I also want to say that in my mind, there is nothing more noble than 2 people setting out together, willfully giving themselves to one another in marital life. I am not saying that marriage is for everybody or that any of us are incomplete without a spouse or partner. But I am saying that to pledge one’s self to another through all the circumstances of life; better or worse, sickness and health, richer and poorer; through all the ups and downs, valleys and mountains, come what may; and to do that honorably is to be commended. It is holy work, noble and fine. And that kind of love must be re-created all the time. It is not a one-off and done. It must be nurtured and grown; not to be taken lightly, nor for granted.
Both must constantly be participating, because the person at the altar is not the same person you’re going to find 10 years down the road; at least I hope not, because that means that someone has stopped growing. You are not the same, and the other person is not the same. You are not the same person when you become a mother or father; or when one person loses their job and you really are “poorer”; or maybe both people lose their job; or there is a tragic accident or diagnosis of some sort.
The Church, capital “C” hasn’t done a very good job with these matters – on the front end, nor the back end. All too often people stay in loveless, abusive relationships because they think it’s God’s will. They are too afraid to try to make it on their own; afraid of the financial burden, stigmas, worry about growing old alone. Worried that they may not find even that small fragment of love ever again. It’s complex; as personal as each person involved.

Data:
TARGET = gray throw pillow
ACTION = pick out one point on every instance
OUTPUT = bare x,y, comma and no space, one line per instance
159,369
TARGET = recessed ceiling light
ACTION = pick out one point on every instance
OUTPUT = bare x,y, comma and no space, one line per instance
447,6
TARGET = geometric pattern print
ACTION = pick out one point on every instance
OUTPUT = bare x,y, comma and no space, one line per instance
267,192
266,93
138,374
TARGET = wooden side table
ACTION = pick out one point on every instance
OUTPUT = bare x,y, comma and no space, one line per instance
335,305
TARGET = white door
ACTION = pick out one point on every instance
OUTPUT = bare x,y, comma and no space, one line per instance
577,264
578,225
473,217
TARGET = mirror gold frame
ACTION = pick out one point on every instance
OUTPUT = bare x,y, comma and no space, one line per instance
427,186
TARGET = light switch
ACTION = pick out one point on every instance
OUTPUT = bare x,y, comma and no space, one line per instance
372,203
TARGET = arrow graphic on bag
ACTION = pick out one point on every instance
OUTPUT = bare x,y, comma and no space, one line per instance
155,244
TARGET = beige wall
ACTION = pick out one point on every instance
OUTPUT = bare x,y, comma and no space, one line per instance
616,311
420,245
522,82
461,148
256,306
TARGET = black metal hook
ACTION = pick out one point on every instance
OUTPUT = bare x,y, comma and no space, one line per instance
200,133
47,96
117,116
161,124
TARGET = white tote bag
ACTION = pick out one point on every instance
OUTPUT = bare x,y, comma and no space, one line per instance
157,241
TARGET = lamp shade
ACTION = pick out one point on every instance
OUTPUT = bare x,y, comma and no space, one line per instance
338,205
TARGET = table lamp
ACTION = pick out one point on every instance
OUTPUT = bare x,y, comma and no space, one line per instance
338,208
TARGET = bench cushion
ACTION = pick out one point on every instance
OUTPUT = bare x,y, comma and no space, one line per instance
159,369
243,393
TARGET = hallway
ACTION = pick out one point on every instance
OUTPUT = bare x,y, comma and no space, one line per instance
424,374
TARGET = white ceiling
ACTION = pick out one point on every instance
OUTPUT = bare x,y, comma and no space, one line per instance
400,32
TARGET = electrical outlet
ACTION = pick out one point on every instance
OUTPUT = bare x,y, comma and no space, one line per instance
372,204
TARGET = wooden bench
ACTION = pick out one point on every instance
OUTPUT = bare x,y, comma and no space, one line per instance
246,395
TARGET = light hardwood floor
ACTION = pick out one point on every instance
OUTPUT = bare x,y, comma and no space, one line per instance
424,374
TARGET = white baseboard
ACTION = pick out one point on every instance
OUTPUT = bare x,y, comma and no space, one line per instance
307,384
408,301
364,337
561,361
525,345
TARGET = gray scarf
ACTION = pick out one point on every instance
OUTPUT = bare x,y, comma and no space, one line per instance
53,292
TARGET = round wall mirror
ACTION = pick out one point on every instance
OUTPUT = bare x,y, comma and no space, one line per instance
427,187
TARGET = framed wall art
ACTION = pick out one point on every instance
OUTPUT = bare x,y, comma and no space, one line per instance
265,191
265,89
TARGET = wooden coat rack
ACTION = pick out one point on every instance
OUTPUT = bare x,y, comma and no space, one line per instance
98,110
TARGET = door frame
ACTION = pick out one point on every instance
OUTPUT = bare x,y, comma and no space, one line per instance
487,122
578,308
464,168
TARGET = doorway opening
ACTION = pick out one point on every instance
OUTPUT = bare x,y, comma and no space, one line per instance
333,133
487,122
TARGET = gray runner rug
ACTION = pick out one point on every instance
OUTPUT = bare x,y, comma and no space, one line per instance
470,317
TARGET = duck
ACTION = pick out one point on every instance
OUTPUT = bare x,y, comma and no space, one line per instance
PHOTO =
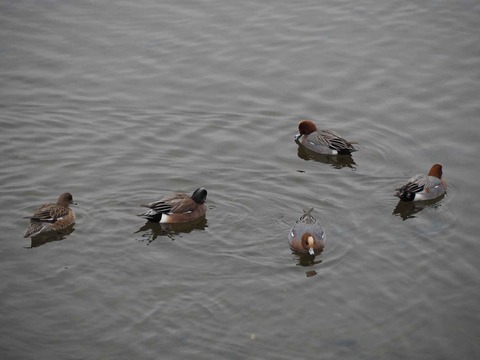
306,235
52,217
177,208
423,187
326,142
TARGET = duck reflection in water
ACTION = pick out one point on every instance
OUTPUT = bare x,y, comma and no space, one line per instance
408,209
51,236
152,231
336,161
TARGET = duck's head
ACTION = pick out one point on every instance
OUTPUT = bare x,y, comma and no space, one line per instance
65,200
436,171
309,243
305,127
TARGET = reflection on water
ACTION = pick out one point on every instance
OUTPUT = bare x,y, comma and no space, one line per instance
408,209
307,260
51,236
151,231
336,161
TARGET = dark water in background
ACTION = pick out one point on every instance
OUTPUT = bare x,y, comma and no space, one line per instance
121,103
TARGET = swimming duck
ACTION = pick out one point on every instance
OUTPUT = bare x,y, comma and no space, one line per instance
52,217
307,236
177,208
423,187
326,142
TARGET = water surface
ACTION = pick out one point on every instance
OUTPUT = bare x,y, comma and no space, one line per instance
121,104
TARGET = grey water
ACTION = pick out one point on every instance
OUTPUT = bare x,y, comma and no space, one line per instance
121,103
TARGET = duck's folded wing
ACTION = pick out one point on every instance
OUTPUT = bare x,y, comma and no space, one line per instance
49,213
185,205
159,206
416,184
332,140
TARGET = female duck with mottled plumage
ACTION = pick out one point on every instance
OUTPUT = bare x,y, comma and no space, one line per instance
307,236
326,142
424,187
177,208
52,217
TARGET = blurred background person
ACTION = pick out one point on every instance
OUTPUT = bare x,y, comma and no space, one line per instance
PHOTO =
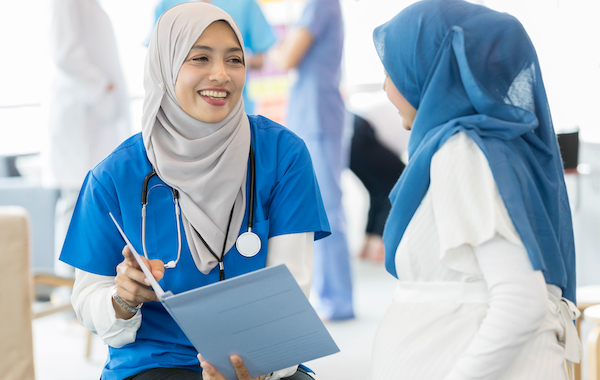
257,33
376,147
88,105
316,113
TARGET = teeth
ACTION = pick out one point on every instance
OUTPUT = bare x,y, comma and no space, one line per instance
214,94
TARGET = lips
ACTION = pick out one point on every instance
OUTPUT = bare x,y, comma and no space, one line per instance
213,94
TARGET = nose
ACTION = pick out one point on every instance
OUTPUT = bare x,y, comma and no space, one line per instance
219,73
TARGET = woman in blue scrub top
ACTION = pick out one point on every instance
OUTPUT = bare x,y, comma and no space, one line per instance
198,140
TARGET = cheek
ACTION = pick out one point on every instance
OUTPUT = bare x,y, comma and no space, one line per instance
184,85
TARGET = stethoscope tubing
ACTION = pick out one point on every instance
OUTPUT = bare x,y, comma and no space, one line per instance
144,201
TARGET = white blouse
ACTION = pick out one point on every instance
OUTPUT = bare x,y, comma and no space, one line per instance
92,294
468,304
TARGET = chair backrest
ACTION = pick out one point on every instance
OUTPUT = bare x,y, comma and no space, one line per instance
569,149
16,339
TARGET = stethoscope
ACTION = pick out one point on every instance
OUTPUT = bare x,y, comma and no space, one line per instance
248,244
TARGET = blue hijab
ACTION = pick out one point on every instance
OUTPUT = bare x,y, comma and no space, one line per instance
467,68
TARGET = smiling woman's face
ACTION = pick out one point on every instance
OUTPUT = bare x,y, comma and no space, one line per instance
405,109
211,79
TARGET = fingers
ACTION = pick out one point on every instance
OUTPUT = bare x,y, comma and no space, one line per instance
208,371
240,369
157,267
131,282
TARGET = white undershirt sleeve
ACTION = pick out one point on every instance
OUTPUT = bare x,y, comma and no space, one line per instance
517,307
92,294
92,302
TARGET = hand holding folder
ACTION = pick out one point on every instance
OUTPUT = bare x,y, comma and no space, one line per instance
263,316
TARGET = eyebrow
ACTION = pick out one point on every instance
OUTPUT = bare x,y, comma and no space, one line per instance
208,48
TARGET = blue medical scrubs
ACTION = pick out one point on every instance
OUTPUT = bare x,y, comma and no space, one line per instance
316,114
257,33
287,201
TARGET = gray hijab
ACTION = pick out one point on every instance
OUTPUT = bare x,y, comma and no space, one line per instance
205,162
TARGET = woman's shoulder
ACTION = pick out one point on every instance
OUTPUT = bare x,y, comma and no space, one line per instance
129,160
267,130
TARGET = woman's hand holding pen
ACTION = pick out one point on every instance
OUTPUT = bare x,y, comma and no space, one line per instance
132,286
210,373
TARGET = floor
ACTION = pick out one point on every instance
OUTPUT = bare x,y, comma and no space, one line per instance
59,341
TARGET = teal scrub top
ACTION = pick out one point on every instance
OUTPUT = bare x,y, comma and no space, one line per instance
287,201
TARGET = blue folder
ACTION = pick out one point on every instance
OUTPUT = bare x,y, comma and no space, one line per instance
262,316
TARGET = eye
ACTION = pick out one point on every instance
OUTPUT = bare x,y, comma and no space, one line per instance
237,61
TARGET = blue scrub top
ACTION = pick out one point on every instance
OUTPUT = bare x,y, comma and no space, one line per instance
316,107
257,33
287,201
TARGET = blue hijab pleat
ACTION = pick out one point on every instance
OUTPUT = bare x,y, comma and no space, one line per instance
467,68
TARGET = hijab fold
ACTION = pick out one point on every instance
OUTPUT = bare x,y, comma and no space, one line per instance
467,68
205,162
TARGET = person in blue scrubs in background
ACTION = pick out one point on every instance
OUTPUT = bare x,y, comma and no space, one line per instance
256,31
199,143
316,113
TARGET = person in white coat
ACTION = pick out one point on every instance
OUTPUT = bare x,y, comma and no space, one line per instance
88,108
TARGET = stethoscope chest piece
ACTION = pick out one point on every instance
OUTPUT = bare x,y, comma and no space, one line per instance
248,244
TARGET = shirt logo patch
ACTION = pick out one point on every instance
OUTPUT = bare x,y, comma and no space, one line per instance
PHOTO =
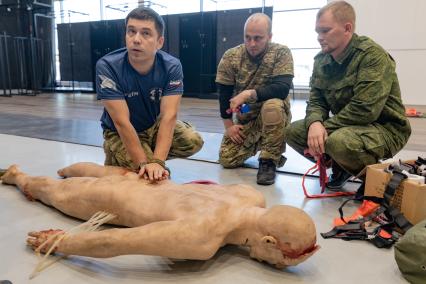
155,94
176,83
107,83
131,94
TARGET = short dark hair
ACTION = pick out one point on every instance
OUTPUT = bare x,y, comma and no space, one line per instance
145,13
342,12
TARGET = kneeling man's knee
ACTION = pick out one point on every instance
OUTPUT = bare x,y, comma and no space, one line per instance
272,112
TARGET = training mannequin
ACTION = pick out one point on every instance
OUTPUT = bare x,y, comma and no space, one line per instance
181,221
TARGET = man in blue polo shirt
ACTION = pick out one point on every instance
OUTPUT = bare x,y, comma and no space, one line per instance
140,87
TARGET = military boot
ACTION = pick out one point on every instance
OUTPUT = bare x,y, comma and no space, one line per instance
266,173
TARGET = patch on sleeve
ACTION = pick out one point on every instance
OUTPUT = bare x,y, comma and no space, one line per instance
107,83
175,84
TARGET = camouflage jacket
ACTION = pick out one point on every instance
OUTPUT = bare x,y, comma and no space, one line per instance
238,69
360,88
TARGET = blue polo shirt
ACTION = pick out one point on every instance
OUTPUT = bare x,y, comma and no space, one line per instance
116,79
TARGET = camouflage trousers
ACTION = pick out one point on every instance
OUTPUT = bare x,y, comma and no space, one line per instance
261,134
352,147
186,142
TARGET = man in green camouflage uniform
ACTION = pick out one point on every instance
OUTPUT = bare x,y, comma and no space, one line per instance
259,74
354,79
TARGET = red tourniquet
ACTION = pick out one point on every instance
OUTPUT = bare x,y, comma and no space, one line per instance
322,168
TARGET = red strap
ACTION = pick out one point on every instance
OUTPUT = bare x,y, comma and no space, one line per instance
322,168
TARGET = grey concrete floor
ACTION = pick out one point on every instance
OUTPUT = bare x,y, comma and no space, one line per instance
336,262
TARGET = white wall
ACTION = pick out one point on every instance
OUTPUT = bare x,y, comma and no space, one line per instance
400,27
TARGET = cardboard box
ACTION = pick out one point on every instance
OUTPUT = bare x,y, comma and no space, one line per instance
410,196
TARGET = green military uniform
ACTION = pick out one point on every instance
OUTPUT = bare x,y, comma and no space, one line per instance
238,69
361,91
186,142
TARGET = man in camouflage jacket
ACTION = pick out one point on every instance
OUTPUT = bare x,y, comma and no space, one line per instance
354,79
259,74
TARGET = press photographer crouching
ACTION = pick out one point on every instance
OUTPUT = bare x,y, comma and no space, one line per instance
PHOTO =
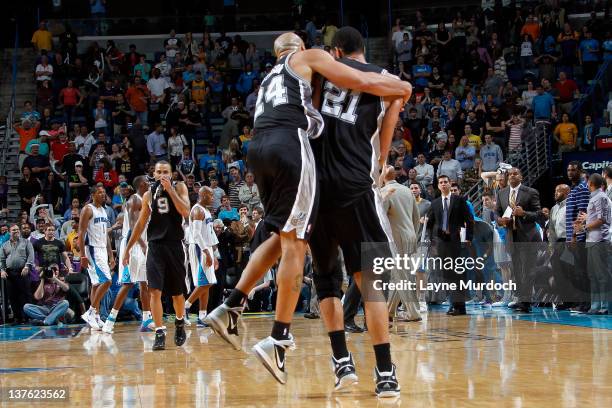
51,297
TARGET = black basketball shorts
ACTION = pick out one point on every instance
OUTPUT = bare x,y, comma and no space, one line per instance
166,267
348,228
285,173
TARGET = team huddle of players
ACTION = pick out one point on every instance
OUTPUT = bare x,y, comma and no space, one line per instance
353,106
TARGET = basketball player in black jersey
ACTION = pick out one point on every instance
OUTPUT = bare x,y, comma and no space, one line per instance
356,139
284,168
164,208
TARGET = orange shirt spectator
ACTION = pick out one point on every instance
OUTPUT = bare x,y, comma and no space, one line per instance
136,97
531,27
26,132
42,38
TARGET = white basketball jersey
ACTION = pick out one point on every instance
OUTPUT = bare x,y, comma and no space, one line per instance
97,228
208,233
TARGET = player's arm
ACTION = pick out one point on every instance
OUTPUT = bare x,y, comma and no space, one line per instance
143,218
86,215
198,226
344,76
178,195
393,106
133,210
109,250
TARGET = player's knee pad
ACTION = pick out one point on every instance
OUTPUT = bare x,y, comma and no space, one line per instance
327,285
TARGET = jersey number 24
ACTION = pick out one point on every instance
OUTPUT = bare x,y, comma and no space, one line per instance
340,103
274,91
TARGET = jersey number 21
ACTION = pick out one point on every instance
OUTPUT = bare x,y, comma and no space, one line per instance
340,103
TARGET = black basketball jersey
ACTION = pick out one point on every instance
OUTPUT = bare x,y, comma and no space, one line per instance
166,223
285,100
347,153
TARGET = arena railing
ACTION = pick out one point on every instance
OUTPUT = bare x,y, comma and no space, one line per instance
10,116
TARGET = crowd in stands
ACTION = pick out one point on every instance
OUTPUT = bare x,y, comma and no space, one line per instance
107,115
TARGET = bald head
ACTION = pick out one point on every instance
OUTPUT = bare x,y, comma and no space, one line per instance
287,42
390,173
561,192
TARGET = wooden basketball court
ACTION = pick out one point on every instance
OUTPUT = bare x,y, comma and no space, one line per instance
488,358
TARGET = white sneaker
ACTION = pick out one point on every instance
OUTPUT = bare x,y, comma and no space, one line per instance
99,322
108,326
90,319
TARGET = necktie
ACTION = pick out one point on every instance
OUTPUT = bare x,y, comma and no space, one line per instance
512,205
445,214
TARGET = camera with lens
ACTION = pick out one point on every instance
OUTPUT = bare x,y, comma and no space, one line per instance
49,271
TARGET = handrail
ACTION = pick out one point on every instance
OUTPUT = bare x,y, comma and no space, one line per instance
10,117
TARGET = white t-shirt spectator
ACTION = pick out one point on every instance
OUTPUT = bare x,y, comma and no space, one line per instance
48,72
526,49
157,86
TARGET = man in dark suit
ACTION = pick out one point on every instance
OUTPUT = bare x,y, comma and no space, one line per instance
524,203
448,214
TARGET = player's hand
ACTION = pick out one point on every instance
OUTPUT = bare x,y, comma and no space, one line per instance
126,259
166,183
208,261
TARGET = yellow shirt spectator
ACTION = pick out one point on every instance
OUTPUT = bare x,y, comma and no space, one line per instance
567,133
198,91
42,39
475,141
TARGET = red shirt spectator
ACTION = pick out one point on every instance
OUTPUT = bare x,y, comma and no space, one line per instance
107,176
137,96
59,148
566,88
26,133
70,96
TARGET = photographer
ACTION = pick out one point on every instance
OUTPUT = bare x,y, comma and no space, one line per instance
51,297
16,258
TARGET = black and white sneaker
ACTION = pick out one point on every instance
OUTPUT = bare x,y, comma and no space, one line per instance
224,321
160,340
386,383
179,332
344,371
271,353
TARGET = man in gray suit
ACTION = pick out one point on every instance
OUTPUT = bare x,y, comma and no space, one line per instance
518,208
403,213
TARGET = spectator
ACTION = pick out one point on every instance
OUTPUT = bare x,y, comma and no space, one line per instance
51,297
226,211
42,39
16,259
38,163
137,97
596,224
491,154
450,167
156,144
465,153
567,90
107,176
248,192
78,183
543,105
421,72
566,134
143,67
589,56
69,98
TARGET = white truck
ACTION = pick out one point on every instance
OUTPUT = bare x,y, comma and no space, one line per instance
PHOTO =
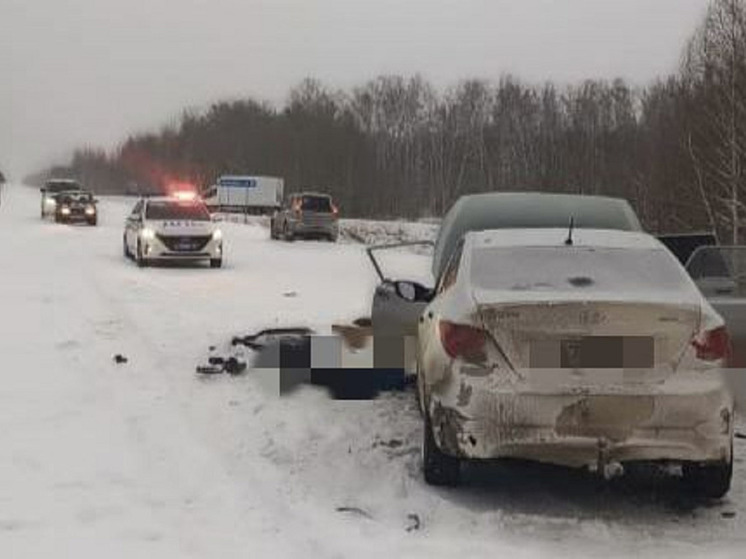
245,194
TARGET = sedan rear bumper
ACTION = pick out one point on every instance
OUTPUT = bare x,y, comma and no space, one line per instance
670,423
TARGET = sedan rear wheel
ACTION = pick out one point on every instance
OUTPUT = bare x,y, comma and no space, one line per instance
711,481
287,235
439,468
141,262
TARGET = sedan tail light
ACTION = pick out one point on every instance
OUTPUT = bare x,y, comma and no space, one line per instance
461,340
713,345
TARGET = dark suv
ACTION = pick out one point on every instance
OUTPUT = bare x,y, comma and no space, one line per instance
308,215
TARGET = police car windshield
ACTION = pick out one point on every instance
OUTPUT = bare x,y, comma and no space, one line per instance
192,211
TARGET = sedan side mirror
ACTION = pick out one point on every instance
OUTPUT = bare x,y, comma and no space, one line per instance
413,292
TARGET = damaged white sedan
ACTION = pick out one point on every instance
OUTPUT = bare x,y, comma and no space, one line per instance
590,350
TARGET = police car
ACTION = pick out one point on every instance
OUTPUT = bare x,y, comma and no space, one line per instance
175,228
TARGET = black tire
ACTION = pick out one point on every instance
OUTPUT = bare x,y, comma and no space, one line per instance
286,234
710,480
439,468
141,262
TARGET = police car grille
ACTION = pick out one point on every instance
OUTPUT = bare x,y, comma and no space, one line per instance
184,243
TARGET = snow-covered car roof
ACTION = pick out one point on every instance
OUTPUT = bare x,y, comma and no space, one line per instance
605,238
528,210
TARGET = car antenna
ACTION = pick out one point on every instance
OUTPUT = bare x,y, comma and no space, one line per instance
569,241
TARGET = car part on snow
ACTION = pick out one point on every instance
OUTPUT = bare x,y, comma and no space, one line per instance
414,522
290,357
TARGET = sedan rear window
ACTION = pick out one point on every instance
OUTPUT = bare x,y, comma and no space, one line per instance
317,204
177,210
577,269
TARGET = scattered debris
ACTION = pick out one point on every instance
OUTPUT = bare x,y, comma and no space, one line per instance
269,335
233,366
355,510
393,443
209,369
414,522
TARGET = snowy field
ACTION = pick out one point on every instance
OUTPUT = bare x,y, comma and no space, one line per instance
146,459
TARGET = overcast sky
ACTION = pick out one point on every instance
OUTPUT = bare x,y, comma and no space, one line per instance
87,72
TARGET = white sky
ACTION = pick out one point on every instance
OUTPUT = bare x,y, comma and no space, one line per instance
87,72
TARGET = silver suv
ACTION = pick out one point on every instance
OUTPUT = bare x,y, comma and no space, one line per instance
308,215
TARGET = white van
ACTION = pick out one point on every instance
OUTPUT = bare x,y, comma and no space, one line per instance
245,194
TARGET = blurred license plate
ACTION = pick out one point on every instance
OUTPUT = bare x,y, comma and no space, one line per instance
594,352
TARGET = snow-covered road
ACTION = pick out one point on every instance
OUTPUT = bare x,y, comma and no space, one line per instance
146,459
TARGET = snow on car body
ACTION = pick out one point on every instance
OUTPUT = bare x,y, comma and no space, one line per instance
172,228
599,352
75,206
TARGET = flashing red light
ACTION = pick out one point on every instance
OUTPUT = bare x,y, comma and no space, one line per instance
713,345
185,195
462,340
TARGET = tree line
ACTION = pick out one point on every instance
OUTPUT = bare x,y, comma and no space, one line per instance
397,147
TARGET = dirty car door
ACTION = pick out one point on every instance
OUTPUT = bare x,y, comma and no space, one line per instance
397,307
720,274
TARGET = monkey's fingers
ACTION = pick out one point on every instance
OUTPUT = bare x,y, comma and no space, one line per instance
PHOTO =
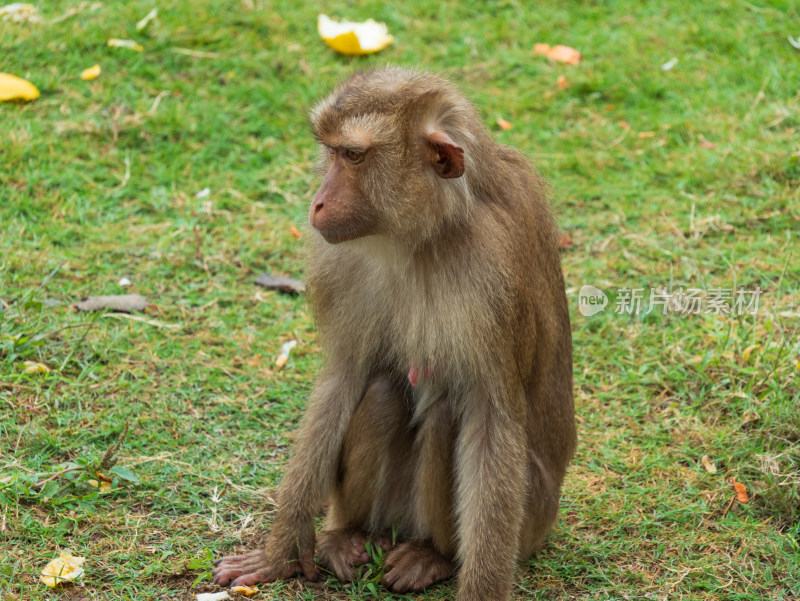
241,568
343,550
308,566
233,559
414,567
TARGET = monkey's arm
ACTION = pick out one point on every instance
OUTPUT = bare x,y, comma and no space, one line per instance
491,460
309,477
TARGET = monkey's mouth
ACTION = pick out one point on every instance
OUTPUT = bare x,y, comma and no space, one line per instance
337,235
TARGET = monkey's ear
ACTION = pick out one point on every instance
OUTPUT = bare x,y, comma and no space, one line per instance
447,157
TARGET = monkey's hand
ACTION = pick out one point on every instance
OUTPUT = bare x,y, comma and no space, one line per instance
267,565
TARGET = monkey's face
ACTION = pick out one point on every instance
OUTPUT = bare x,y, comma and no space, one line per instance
384,160
341,209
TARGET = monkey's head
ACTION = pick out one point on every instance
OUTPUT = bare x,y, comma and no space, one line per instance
394,155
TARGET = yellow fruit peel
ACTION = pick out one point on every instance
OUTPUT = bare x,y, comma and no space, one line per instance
354,39
16,88
32,368
65,568
90,73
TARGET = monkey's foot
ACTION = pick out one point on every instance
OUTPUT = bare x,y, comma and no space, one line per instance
345,549
413,566
255,566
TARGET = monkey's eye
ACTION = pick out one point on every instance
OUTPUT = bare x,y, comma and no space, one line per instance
353,156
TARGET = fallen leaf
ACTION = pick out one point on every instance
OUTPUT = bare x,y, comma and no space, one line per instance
117,43
277,282
559,53
741,491
127,303
284,355
90,73
20,12
708,464
245,590
16,88
705,143
213,596
32,367
353,38
65,568
147,18
669,64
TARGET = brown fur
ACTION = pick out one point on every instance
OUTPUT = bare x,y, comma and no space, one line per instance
460,279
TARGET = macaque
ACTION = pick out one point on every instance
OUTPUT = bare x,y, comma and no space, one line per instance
442,423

Required action:
Copy out the entire passage on marriage word for word.

Reply:
I also want to say that in my mind, there is nothing more noble than 2 people setting out together, willfully giving themselves to one another in marital life. I am not saying that marriage is for everybody or that any of us are incomplete without a spouse or partner. But I am saying that to pledge one’s self to another through all the circumstances of life; better or worse, sickness and health, richer and poorer; through all the ups and downs, valleys and mountains, come what may; and to do that honorably is to be commended. It is holy work, noble and fine. And that kind of love must be re-created all the time. It is not a one-off and done. It must be nurtured and grown; not to be taken lightly, nor for granted.
Both must constantly be participating, because the person at the altar is not the same person you’re going to find 10 years down the road; at least I hope not, because that means that someone has stopped growing. You are not the same, and the other person is not the same. You are not the same person when you become a mother or father; or when one person loses their job and you really are “poorer”; or maybe both people lose their job; or there is a tragic accident or diagnosis of some sort.
The Church, capital “C” hasn’t done a very good job with these matters – on the front end, nor the back end. All too often people stay in loveless, abusive relationships because they think it’s God’s will. They are too afraid to try to make it on their own; afraid of the financial burden, stigmas, worry about growing old alone. Worried that they may not find even that small fragment of love ever again. It’s complex; as personal as each person involved.